[Named object pointing entries]
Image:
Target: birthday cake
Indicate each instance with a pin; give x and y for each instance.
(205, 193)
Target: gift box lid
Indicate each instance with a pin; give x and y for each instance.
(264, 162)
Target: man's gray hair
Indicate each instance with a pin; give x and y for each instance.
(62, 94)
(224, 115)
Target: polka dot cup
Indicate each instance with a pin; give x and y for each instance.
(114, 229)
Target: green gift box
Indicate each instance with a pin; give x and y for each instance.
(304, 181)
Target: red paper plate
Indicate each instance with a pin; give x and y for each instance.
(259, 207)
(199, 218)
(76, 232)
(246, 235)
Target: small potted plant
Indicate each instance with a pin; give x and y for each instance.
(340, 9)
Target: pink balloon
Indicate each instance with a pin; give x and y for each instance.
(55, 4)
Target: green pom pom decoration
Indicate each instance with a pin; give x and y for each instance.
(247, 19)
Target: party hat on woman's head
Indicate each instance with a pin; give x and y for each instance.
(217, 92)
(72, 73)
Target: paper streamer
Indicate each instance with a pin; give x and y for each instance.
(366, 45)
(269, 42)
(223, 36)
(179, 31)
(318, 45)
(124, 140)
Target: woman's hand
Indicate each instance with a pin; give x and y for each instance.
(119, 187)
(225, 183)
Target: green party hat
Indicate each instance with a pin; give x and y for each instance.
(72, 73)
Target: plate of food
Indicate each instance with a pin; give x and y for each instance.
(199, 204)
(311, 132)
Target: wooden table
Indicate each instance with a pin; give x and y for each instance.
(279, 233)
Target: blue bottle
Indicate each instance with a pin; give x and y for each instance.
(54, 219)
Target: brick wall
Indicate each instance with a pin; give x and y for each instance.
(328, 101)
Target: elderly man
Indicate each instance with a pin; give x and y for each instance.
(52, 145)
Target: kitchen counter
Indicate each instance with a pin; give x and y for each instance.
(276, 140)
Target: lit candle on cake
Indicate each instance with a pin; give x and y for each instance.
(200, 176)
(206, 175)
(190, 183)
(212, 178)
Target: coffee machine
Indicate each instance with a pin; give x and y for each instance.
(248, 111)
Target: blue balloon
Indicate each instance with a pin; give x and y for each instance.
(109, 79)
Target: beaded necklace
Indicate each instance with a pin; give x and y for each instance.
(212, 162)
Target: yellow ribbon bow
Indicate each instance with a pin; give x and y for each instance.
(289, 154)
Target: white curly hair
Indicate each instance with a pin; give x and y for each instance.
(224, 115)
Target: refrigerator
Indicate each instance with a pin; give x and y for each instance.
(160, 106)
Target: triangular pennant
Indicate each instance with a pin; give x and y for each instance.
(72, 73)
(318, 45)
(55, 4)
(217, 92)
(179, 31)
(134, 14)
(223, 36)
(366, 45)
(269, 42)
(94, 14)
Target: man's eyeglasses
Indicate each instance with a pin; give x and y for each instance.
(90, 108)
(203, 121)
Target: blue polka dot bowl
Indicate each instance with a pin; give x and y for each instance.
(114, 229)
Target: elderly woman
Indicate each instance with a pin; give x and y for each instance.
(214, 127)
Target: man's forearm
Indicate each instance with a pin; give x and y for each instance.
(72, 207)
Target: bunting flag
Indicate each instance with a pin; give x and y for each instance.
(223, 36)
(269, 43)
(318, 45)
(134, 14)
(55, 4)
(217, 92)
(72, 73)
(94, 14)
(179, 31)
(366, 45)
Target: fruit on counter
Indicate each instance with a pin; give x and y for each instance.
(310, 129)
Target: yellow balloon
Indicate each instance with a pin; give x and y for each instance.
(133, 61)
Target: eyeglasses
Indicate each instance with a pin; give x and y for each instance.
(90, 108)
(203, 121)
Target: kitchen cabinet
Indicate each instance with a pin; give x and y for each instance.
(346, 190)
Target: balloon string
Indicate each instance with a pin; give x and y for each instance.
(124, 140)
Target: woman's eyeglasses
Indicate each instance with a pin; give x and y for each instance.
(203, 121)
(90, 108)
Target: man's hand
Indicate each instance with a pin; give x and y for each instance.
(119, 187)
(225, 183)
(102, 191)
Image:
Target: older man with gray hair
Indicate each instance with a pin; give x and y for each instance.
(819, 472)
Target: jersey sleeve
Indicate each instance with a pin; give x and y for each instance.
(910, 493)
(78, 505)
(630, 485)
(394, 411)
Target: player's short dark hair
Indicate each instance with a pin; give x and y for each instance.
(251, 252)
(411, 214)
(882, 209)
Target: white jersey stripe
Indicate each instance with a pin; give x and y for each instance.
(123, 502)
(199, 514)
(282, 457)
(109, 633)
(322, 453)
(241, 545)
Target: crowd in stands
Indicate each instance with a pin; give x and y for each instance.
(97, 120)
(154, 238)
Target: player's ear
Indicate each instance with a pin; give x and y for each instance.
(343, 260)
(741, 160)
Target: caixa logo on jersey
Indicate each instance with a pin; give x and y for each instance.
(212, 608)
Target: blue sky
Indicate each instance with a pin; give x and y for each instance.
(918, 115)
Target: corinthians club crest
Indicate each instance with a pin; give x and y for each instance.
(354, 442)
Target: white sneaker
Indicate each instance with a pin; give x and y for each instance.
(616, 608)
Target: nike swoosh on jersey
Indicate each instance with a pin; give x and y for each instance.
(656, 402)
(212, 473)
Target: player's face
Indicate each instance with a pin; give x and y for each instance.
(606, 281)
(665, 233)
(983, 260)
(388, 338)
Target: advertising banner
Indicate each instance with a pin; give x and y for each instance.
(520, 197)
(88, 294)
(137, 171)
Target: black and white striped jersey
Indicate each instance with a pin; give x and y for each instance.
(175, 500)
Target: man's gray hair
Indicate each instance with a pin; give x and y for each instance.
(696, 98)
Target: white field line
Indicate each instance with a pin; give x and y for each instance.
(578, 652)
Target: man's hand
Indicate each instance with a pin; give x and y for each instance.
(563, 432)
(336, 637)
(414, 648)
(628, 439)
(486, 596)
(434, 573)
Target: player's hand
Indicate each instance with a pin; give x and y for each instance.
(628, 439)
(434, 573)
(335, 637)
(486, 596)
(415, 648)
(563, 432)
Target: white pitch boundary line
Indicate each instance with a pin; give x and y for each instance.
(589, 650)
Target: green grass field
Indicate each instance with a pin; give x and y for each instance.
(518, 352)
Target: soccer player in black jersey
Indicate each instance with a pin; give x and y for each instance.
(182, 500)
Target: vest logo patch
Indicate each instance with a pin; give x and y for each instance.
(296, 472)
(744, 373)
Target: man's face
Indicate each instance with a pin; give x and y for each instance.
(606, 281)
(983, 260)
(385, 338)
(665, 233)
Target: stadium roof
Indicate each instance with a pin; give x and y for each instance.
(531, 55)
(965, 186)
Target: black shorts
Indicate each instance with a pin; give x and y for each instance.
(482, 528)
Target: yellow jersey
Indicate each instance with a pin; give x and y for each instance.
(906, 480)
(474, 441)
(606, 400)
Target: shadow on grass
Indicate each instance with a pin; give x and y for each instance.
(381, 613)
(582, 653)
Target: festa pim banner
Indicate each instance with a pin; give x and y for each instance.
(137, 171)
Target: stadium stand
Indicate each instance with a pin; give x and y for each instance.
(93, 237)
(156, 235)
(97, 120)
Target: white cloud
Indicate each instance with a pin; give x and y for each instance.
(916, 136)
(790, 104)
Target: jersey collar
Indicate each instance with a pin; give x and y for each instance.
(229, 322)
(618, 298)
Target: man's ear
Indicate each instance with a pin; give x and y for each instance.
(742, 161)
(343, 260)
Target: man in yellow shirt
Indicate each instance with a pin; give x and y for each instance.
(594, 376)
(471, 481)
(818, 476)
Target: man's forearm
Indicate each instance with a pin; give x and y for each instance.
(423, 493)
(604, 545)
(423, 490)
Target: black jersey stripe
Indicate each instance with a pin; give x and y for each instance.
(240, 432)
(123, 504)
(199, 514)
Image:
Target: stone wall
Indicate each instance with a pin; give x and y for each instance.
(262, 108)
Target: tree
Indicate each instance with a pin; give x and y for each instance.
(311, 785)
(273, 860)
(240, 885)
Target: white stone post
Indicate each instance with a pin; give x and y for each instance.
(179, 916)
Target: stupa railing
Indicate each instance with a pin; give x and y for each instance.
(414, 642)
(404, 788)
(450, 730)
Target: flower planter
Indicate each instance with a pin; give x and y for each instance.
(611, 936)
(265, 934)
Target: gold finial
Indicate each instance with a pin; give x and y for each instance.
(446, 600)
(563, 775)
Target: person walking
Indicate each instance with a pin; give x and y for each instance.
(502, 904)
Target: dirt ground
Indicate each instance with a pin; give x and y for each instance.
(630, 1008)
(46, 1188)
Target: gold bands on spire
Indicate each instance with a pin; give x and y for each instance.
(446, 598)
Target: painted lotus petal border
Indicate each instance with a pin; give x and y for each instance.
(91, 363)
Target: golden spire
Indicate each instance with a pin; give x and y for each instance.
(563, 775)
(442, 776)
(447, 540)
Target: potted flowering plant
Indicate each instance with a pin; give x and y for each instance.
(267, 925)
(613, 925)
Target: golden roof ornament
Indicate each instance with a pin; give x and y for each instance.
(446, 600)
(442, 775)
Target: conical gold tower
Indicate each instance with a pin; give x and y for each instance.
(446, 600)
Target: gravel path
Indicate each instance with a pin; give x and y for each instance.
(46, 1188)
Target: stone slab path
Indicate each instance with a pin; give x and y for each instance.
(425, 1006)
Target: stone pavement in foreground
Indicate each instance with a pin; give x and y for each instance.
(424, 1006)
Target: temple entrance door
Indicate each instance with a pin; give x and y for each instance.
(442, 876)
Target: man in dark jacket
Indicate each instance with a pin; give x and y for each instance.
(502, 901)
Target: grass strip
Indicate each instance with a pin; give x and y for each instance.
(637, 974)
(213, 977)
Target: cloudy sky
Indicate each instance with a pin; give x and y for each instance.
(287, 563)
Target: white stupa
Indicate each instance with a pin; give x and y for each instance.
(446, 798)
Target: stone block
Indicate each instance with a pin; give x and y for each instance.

* _Written request_
Only the lines from the one containing "Target: gold finial" to the end of the records should be repeated, exactly as they appear.

* _Full response_
Target: gold finial
Indicate each instance with a pin; give x and y for each instance.
(446, 600)
(563, 775)
Target: person walking
Indicate each instance with a pin; give x and y for each instance.
(502, 904)
Target: dirt ground
Indicate each instance with a pin; give x and y for each instance.
(630, 1008)
(46, 1188)
Target: gold bands on spire
Indicate each instance with a pin; give x and y for each instance.
(446, 598)
Target: painted lotus petal border
Indicate each instance with a pin; give x and y for each instance.
(91, 363)
Target: golden spire
Indicate each instance with a pin; give x and y for each instance.
(563, 775)
(442, 776)
(447, 540)
Target: potted flowering plant
Indicate each instance with a pin; give x and y for each instance.
(267, 925)
(613, 925)
Target: golden roof ornament
Indicate each instance with a pin; give x and y for each instance.
(446, 600)
(442, 775)
Target: conical gold tower
Indicate each instance with a pin; give x and y for each instance.
(446, 600)
Target: gravel path
Indicate each instance with a pin; give x and y for each instance.
(46, 1188)
Target: stone slab path
Indicate each instance with a pin; give x and y for each instance.
(425, 1006)
Target: stone pavement in foreground
Indicate each instance with a pin; give x and y for each instance.
(424, 1006)
Target: temple entrance door
Indicate each instance with a pin; give x and y for each instance.
(442, 876)
Target: man in dark jacket
Indicate each instance with a pin; give x and y for each instance.
(502, 901)
Target: grass strip
Indicate each instance with a pin; give x and y for each instance.
(637, 974)
(213, 977)
Target: cloudy sky
Indicate each instance with a pin; give x and y for each instance.
(287, 563)
Target: white stupa
Indicate each instance with a pin; give x and y for each instance.
(446, 798)
Target: stone block
Indicate each instance with a pin; give x and y for each instance.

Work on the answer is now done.